- _Exercise requirements_: Every line below that holds the word "positive" must be listed.

- _Data provided_:
━━━

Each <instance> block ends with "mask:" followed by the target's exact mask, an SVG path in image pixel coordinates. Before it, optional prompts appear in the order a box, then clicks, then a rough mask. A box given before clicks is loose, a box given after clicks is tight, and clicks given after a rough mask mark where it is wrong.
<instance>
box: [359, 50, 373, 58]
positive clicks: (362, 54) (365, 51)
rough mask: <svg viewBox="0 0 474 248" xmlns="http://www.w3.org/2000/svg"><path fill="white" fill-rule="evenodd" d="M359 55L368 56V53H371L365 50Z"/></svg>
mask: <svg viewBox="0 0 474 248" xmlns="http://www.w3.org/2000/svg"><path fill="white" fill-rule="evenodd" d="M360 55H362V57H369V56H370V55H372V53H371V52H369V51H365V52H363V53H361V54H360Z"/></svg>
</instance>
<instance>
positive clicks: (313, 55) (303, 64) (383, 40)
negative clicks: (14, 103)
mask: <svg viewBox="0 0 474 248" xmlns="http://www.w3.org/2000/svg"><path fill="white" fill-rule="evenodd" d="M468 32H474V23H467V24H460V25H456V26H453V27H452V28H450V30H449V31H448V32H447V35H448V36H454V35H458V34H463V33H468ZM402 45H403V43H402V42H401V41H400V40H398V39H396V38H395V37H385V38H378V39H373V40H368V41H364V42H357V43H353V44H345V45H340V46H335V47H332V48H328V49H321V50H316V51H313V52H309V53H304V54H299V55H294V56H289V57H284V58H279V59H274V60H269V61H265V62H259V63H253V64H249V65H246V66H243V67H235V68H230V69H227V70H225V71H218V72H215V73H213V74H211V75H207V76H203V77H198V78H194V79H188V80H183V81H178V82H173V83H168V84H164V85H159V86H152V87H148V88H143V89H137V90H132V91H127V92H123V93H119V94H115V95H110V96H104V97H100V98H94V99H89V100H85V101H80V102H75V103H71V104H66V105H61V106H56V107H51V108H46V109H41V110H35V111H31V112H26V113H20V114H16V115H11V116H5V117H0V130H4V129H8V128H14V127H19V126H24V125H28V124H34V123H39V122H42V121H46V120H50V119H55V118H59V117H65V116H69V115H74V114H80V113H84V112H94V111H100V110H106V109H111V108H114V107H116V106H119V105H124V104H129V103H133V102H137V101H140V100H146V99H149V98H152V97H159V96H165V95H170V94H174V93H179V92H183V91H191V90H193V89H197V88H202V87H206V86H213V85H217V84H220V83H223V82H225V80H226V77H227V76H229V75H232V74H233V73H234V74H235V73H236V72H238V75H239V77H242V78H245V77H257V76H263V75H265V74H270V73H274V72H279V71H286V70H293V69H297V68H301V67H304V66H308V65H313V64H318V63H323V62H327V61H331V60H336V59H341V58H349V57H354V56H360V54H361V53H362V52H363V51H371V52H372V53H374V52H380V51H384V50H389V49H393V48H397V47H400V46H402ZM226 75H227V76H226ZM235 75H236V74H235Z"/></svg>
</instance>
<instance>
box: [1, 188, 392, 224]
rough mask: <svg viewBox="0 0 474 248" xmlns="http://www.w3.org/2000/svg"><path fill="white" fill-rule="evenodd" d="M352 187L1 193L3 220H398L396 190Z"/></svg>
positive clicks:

━━━

- _Result of the exercise_:
positive clicks: (362, 54) (365, 51)
positive clicks: (313, 55) (303, 64) (383, 40)
positive clicks:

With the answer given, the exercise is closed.